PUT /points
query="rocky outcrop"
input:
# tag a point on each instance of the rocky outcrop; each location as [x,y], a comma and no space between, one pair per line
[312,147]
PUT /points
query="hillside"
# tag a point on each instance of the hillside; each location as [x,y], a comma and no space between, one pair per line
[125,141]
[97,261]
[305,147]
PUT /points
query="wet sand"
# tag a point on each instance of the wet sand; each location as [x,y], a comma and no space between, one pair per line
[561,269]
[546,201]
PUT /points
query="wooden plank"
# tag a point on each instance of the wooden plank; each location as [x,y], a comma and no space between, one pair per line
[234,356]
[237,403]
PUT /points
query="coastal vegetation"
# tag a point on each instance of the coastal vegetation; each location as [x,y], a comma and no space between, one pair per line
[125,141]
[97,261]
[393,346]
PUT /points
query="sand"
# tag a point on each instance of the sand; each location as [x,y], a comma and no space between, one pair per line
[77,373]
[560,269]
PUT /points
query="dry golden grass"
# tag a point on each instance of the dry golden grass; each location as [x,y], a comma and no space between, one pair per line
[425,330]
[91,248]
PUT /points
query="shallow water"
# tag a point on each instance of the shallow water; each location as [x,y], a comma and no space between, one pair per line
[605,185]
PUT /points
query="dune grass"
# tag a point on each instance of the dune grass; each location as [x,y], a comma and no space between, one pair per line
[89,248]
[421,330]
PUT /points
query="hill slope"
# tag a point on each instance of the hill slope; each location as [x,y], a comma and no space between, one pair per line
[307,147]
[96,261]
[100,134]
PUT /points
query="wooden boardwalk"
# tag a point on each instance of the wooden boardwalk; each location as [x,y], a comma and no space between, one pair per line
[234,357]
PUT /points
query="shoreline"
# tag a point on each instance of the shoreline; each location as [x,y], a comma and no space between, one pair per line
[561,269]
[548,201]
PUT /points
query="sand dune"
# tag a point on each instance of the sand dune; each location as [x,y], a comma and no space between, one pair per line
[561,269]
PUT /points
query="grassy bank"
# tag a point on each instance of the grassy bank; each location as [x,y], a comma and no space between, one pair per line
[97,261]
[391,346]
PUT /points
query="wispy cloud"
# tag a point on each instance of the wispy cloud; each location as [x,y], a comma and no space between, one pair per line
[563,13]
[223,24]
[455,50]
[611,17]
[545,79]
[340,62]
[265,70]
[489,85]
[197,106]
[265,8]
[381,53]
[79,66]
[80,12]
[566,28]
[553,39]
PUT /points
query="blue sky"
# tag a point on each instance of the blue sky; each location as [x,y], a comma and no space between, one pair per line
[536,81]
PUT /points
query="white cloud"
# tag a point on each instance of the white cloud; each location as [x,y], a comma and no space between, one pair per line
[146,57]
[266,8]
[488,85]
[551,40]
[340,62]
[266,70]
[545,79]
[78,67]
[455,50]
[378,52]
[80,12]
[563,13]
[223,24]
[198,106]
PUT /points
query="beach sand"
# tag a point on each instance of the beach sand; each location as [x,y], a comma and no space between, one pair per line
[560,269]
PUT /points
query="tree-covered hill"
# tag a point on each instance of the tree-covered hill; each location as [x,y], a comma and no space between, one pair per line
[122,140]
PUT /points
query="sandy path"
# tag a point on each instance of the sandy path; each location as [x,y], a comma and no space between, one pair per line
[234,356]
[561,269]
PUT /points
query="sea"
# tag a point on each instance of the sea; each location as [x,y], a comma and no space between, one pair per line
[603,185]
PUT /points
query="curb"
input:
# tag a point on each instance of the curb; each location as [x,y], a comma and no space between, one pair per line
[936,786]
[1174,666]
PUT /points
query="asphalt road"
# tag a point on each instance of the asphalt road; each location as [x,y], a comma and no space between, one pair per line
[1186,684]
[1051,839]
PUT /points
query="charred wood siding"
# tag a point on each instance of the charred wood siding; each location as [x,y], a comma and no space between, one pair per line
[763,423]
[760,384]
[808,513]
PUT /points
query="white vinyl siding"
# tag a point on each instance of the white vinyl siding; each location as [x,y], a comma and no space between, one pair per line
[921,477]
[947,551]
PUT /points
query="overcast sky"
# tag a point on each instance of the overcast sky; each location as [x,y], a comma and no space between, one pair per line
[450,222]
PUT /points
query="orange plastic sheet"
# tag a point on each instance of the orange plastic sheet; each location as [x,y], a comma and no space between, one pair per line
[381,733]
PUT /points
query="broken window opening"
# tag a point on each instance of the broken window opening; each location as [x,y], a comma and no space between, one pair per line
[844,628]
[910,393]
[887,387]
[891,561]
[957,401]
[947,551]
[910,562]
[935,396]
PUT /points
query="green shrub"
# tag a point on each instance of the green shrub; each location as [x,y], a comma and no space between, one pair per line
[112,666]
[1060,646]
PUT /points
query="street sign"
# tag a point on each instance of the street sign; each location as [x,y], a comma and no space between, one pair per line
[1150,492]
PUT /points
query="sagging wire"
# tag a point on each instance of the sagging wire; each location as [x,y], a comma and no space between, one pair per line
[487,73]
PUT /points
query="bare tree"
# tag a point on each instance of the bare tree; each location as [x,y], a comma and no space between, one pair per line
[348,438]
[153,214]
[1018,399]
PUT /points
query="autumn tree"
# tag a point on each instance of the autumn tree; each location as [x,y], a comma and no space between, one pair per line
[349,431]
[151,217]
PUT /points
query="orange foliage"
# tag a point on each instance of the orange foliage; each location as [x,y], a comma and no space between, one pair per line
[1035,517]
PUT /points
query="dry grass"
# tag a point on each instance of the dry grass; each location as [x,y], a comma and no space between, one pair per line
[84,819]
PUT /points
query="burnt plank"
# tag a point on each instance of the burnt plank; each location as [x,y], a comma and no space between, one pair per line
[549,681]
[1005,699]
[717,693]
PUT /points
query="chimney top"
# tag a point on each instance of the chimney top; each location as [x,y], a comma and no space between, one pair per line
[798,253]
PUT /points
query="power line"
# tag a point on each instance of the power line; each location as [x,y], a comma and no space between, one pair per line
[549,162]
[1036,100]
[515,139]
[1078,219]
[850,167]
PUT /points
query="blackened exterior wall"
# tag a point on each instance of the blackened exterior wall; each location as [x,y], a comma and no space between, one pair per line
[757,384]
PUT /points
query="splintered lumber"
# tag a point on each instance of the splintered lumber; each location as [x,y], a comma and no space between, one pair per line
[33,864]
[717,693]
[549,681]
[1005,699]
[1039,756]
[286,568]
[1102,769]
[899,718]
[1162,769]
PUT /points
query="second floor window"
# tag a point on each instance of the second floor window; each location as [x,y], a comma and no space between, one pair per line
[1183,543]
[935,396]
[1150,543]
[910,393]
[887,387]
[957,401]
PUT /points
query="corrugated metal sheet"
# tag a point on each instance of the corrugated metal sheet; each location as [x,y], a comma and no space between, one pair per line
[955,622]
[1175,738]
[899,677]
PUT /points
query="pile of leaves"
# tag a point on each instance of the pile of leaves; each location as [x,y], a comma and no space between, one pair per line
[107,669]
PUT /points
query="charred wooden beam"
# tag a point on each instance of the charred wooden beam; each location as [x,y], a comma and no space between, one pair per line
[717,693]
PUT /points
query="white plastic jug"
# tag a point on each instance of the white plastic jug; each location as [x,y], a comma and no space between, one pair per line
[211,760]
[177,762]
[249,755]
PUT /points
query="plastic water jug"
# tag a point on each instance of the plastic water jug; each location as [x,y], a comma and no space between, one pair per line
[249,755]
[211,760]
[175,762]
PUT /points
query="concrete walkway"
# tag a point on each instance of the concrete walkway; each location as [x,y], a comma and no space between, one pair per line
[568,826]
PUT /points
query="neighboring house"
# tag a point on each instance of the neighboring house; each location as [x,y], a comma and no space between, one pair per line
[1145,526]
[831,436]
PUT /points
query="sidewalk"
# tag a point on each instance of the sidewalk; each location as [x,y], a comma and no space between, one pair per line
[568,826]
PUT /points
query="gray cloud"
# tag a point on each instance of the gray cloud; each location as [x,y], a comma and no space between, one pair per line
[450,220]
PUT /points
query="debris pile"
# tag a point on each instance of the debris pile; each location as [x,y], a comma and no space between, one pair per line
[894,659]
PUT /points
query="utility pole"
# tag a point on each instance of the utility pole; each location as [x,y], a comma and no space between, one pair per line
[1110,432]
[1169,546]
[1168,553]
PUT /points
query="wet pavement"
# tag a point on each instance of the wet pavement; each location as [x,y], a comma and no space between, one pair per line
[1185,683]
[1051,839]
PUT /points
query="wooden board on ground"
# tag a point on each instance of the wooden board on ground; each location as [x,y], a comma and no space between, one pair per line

ACTIVITY:
In the listing above, which lines include the string "ground"? Return every one of them.

SOLUTION TO THE EXERCISE:
query="wooden board on ground"
# tag a point on each instance of the wooden board on ground; each location as [x,y], a comma and no space between, one pair per line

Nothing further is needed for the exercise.